(STATED TASK) List every line in the listing below that contains the string "curtain", copying each such line in full. Treat uppercase and lowercase as different.

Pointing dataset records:

_ _ _ _ _ _ _

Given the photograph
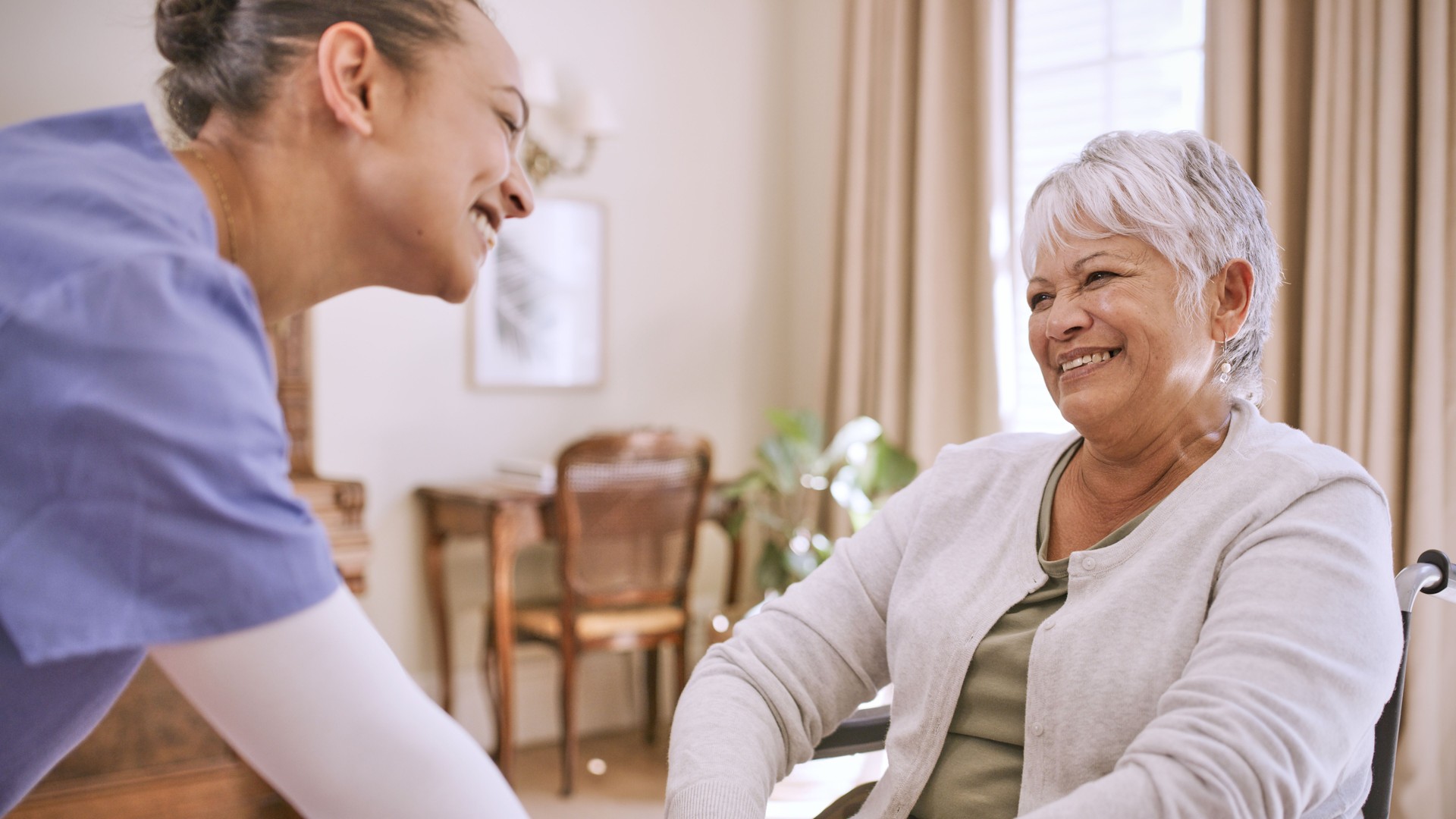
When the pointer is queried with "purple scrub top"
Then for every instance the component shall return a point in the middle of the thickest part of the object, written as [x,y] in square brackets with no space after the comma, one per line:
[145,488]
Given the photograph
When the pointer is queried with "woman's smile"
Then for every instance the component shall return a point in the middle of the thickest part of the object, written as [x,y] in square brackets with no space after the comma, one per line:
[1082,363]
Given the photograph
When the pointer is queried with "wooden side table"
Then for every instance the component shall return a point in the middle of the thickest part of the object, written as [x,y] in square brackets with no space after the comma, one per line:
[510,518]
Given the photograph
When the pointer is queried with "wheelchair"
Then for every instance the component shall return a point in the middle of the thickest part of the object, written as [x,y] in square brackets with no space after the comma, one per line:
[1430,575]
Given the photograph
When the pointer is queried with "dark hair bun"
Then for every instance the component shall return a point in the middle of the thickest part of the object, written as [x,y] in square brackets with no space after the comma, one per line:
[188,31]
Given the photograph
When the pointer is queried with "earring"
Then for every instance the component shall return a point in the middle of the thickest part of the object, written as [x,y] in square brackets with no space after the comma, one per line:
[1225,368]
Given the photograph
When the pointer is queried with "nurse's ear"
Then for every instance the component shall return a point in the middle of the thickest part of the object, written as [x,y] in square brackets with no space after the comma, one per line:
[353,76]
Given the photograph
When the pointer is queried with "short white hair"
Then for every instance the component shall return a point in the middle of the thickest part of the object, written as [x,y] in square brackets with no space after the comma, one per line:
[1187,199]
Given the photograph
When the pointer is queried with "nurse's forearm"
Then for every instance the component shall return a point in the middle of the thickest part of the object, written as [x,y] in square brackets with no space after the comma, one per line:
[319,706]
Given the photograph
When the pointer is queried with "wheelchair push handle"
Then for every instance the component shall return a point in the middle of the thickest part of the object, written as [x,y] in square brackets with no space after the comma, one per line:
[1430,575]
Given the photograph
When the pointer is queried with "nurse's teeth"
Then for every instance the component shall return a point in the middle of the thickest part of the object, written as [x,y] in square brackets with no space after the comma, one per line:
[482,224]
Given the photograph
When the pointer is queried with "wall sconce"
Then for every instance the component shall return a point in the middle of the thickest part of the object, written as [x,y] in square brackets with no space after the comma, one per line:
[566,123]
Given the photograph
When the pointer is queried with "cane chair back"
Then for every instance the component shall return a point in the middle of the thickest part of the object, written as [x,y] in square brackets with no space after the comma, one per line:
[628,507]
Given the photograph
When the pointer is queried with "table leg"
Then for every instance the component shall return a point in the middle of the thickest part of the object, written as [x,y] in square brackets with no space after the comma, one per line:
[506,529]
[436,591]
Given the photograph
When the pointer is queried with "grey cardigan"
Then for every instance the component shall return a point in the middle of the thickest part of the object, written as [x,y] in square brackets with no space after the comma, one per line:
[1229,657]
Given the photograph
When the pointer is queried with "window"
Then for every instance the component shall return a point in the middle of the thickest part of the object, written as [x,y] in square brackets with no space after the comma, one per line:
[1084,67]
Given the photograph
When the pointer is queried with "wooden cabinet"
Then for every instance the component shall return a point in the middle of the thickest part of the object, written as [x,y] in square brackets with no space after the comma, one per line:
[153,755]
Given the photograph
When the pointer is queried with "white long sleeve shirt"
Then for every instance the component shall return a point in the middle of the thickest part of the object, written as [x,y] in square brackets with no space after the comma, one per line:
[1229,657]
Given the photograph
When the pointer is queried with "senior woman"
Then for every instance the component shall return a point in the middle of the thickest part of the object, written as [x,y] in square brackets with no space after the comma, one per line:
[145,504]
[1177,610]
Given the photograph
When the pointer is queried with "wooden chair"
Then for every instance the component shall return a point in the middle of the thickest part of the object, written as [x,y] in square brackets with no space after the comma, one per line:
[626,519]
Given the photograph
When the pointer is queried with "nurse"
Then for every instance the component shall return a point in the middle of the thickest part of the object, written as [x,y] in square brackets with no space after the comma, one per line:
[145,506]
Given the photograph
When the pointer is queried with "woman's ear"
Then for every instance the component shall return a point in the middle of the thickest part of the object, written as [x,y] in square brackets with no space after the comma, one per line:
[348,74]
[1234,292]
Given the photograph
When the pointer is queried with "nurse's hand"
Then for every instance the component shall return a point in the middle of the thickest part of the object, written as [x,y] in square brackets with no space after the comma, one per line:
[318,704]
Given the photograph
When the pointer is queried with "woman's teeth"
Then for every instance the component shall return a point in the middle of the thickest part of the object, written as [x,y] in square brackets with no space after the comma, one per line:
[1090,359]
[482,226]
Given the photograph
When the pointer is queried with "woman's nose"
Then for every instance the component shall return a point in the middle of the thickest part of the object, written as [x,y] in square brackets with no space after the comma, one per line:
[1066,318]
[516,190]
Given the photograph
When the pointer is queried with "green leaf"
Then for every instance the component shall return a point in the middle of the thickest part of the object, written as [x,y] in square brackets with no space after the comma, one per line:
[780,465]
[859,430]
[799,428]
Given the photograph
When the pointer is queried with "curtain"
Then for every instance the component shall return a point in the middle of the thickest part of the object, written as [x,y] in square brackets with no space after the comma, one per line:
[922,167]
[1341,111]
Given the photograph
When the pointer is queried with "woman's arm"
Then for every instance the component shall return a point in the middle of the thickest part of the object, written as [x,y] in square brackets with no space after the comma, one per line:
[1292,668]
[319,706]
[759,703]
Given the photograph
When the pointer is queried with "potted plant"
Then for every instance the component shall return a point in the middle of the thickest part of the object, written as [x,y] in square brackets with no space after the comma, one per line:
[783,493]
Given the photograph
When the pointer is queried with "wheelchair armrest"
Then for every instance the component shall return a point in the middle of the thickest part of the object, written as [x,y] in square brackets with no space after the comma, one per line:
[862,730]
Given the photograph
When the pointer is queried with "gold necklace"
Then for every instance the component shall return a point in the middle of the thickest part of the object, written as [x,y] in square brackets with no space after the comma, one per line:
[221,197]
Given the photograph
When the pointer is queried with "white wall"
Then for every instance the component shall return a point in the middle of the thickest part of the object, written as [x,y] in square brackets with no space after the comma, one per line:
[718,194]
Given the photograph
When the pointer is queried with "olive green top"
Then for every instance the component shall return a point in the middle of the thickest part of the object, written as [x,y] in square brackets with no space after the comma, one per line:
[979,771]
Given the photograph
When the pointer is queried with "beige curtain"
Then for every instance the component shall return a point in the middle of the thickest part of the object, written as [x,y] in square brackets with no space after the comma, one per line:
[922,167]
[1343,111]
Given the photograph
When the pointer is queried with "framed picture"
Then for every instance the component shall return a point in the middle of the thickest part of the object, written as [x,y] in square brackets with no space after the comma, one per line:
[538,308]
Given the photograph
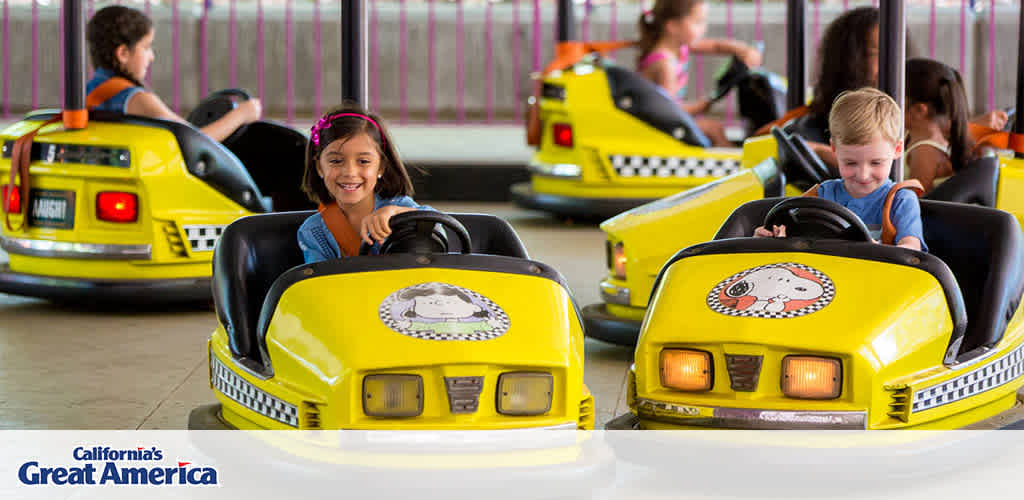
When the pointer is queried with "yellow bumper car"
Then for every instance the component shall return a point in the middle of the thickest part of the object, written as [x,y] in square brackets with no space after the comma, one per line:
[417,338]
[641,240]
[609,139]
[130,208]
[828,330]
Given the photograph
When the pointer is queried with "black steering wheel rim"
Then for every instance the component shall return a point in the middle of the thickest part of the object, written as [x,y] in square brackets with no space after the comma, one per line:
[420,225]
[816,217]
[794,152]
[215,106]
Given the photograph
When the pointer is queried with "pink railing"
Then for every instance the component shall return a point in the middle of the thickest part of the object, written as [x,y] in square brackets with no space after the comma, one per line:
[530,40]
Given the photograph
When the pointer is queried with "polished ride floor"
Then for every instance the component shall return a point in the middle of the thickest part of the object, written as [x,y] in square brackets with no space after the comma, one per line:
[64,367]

_ _ _ _ _ _ _

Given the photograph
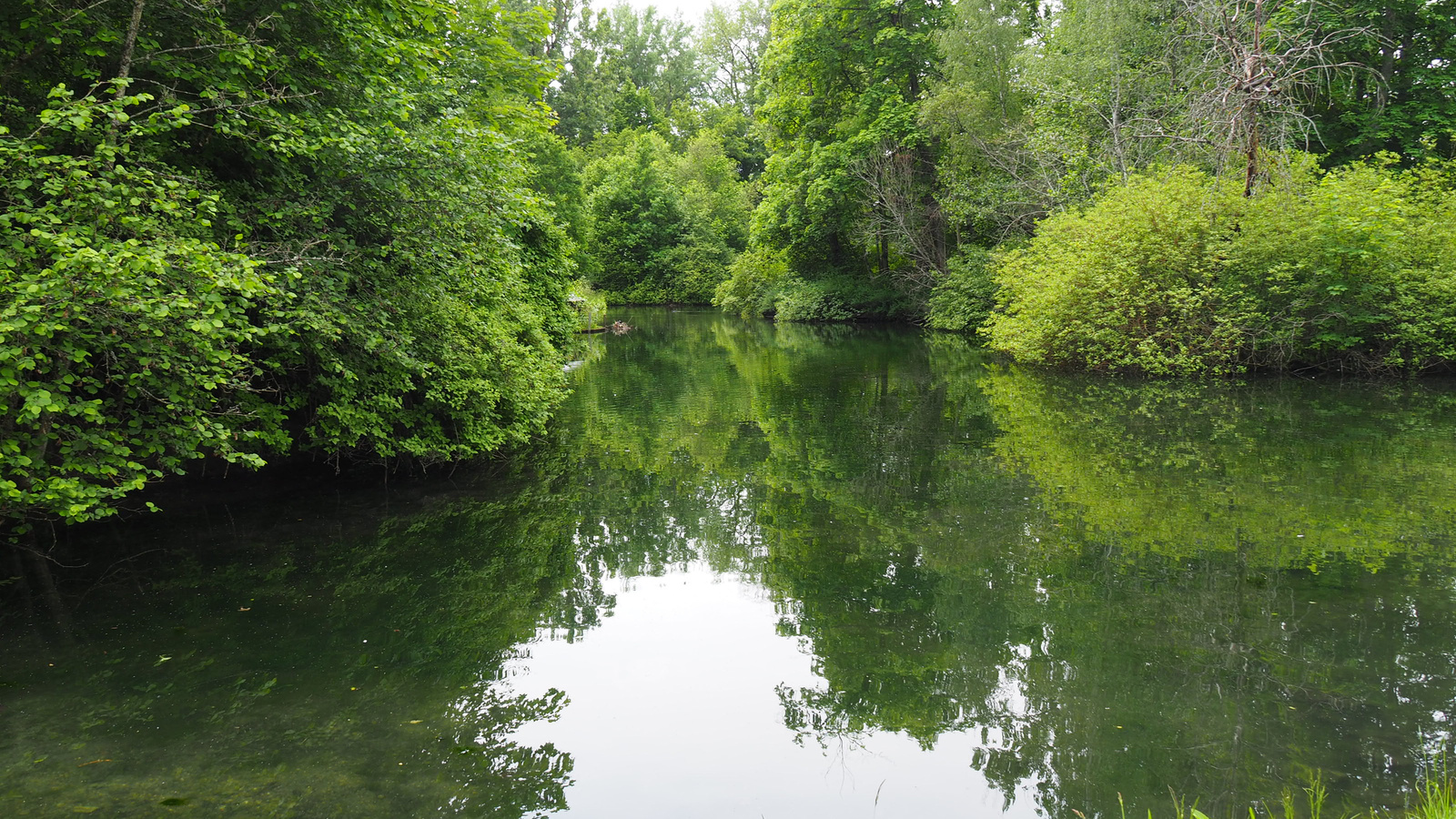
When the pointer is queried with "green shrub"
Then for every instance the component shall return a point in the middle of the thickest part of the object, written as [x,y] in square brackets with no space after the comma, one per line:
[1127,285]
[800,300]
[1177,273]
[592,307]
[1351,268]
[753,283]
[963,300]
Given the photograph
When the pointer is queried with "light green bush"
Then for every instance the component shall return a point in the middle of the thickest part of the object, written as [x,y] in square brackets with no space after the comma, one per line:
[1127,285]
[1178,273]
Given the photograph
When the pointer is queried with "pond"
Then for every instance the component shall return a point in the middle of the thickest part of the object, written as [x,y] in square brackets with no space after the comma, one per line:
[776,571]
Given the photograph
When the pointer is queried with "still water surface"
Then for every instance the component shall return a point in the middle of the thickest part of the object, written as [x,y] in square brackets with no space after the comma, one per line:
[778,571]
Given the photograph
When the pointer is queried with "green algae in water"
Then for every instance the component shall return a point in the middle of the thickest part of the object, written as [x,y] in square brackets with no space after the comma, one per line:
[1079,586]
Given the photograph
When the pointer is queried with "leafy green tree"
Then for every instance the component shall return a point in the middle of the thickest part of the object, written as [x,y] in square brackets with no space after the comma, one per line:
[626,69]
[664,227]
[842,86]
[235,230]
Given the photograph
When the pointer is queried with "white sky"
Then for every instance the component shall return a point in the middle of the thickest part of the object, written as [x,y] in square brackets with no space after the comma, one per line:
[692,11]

_ _ _ _ _ _ _

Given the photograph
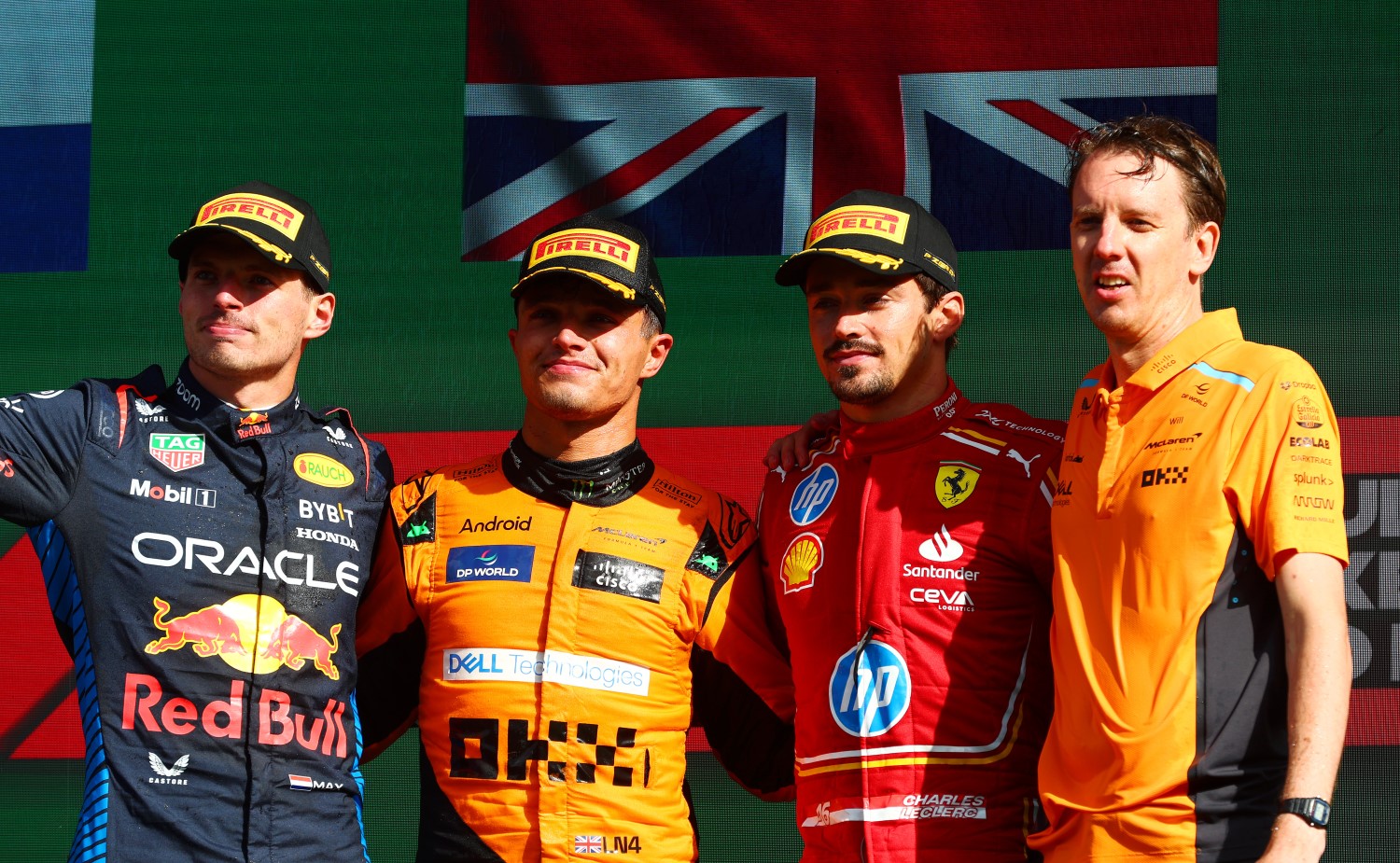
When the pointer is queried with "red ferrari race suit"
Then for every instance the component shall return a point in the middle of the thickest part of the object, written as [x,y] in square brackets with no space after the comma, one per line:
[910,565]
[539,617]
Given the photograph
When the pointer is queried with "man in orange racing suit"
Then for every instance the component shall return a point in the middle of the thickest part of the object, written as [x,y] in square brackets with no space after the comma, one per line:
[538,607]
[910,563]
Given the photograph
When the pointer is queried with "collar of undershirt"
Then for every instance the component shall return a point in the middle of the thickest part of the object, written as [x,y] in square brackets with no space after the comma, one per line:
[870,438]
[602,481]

_ _ _ _ _ _ _

(ANSWER TO THE PROBLEM)
When the pointer is queried with "curtain"
When the pointer is queried with "beige curtain"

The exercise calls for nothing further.